╭─ DATA SUPPLIED

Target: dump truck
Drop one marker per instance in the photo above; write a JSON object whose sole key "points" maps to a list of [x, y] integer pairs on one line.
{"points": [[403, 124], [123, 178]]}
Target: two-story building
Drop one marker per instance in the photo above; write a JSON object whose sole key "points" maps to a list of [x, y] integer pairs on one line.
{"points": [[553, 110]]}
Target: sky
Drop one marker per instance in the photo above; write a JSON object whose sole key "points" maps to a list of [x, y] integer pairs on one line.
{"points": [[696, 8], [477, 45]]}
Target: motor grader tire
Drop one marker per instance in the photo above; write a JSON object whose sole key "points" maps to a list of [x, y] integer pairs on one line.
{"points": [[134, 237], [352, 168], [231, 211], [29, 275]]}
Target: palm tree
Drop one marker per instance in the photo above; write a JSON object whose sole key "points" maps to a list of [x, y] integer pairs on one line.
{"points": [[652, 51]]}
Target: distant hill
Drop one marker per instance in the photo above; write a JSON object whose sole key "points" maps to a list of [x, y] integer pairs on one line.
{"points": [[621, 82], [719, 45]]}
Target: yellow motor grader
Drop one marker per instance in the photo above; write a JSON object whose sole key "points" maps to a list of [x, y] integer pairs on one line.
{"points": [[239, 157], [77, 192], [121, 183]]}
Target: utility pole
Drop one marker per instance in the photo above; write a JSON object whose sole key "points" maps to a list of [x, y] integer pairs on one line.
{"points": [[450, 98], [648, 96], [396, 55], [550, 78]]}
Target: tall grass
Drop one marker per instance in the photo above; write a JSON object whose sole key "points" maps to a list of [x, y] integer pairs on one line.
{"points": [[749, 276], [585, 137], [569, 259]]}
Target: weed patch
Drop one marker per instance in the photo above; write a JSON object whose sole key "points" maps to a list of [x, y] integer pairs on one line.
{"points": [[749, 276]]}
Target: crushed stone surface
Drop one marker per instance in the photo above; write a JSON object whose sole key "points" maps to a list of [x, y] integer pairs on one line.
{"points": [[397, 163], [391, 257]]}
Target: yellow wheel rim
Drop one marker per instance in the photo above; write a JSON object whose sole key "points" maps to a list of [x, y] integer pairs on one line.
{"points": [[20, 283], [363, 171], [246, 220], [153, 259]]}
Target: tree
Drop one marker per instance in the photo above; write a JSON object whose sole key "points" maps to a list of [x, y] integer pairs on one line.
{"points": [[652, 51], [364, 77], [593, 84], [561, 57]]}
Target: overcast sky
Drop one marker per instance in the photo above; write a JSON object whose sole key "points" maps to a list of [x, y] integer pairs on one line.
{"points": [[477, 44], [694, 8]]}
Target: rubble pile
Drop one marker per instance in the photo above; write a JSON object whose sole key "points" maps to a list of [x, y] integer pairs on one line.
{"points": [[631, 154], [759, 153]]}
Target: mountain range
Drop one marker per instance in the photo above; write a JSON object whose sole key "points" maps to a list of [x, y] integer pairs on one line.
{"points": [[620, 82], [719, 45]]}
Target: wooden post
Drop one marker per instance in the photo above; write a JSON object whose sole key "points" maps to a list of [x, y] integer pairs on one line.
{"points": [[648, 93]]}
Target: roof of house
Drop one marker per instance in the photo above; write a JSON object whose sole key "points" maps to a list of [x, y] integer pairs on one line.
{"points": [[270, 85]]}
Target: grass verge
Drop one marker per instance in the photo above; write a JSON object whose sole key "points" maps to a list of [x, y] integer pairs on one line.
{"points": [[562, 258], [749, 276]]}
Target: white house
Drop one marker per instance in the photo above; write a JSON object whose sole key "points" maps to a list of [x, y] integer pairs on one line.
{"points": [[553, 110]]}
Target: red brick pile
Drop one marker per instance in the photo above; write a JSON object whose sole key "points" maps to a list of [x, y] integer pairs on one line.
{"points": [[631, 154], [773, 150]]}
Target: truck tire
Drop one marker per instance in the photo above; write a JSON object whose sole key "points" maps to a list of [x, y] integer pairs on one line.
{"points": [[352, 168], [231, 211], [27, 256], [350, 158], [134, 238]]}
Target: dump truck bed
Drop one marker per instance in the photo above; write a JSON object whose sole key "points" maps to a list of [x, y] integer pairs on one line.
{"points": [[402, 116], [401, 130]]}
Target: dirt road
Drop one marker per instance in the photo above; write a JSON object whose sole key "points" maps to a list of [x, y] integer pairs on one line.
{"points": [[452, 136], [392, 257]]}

╰─

The whole listing must be reproduced exactly. Do not skip a line.

ANSWER SECTION:
Target: dump truck
Drop one marker per instance in the photo above; write a JSON object whose sole key "points" maps to a list of [x, y] integer pairs on one line.
{"points": [[403, 124], [123, 178]]}
Target: two-story building
Drop one marker per instance in the photo above; write a JSON object whose sole key "points" maps to a list of [x, y] integer pairs on one line.
{"points": [[553, 110]]}
Target: sky
Drop one marker per instance in the photo above; write a JSON object whose sole key "points" maps to a list of [x, y] integer pairs on one line.
{"points": [[696, 8], [477, 45]]}
Target: motor grader tire
Drop one marker per instance in the photo above; write a JSON object whose sole key "points" maps to a list of [x, y] integer pairs on one line.
{"points": [[134, 237], [352, 168], [231, 211], [29, 275]]}
Target: palm tree
Drop one marker per instance in the photo above; write a JSON object whose sole key "points" maps to a list of [x, y] integer pairs on one line.
{"points": [[652, 51]]}
Target: distant hill
Drop one marker per instance in the photo above; write a JSON object whose sole key "points" maps to a list of [x, y] integer pairs on one line.
{"points": [[621, 82], [719, 45]]}
Target: yellow motor grader
Drop one marker per instance in the photo above; write a JSON object whose sole key "points" maps to a list of [x, y] integer pairs on one line.
{"points": [[239, 157], [77, 192], [121, 183]]}
Target: utility pole
Drop one marker per instance in the photo above; write a JSON object whose sole key "points" maps to a list of [x, y] integer pairs on one line.
{"points": [[450, 98], [648, 96], [396, 55], [550, 78]]}
Target: tall grass
Drop one marker per instance in the photo above; write a JSON object whose sole key "points" maps to a list of [x, y] integer pairs on one line.
{"points": [[749, 276], [585, 137], [569, 259]]}
Target: weed patch
Drop one marker per instance in the photo above; write a JSON object whose sole key "points" maps to a list of [x, y] integer pairs on one line.
{"points": [[749, 276]]}
Target: crushed stone surface
Drop one marker per instance in the photo above; write a JSON object whose sole key "points" maps to a list of [x, y] integer pairs on one line.
{"points": [[397, 163], [391, 257]]}
Target: yellow wheel rim
Drop one marker per instance in the photo above; write a JSON object whose sole key "points" maps to a list of [x, y] integer pairs on one line.
{"points": [[20, 283], [363, 171], [246, 220], [153, 259]]}
Target: tree
Drop one marker per instance in the photo above; write a JSON object whose sole key "points" maps to a list of [x, y] integer pairs on one line.
{"points": [[652, 51], [364, 77], [593, 84], [561, 57]]}
Target: overcast sky
Drop one marker per instance in the photo above; write a JSON object whose sole key "points" maps to a list of [x, y] integer pairs on one line.
{"points": [[477, 44], [694, 8]]}
Target: rubble pile
Drop one marker per instance in the photo above; write a JSON object whose sole key "points" maps to a list of [x, y] integer pairs on one line.
{"points": [[631, 154], [759, 153]]}
Target: mountain range
Drop one marker per instance in the photo above; write a JSON object whose sole key "points" maps to a list of [x, y] integer pairs on one line.
{"points": [[620, 82], [719, 45]]}
Target: wooden post
Drop one marker per instance in the photo above; write a JSON object whose sole key "points" maps to a list of [x, y] integer pairs on one line.
{"points": [[648, 93]]}
Target: roof of house
Drop one marker per instance in the photo above; write a JSON object whose sole key "points" maps to a list of [x, y] integer pairs on one line.
{"points": [[270, 85]]}
Target: grass verge
Drop one marker per instance in the photo above; write a JSON object whose sole key "points" maps to a list of [x, y] integer pairs on one line.
{"points": [[562, 258], [749, 276]]}
Target: white house
Drop one marker per instance in the photo above; write a JSON object whose sole key "points" maps to a list of [x, y] integer pairs on one line.
{"points": [[553, 110]]}
Target: red brick pile
Drop one marker per instance in the photo above; write a JSON object whose sole key "points" maps to a list of [x, y] integer pairs on one line.
{"points": [[631, 154], [773, 150]]}
Target: truck tire
Drop one marker per instance in the photo above; write a JSON object whose sole key "points" maps to a list of [x, y] integer pairs on one line.
{"points": [[352, 168], [231, 211], [27, 256], [350, 158], [134, 238]]}
Target: dump truck bed
Drop one marker per instance in the photo above; write a JSON object whose sole key "points" maps to a list of [x, y] integer pairs on one line.
{"points": [[402, 116], [401, 130]]}
Target: dirt road
Drop one marker per instance in the photo above; write a JSON object whose sole key "points" maps to a list of [x, y] integer pairs on one line.
{"points": [[452, 136], [392, 257]]}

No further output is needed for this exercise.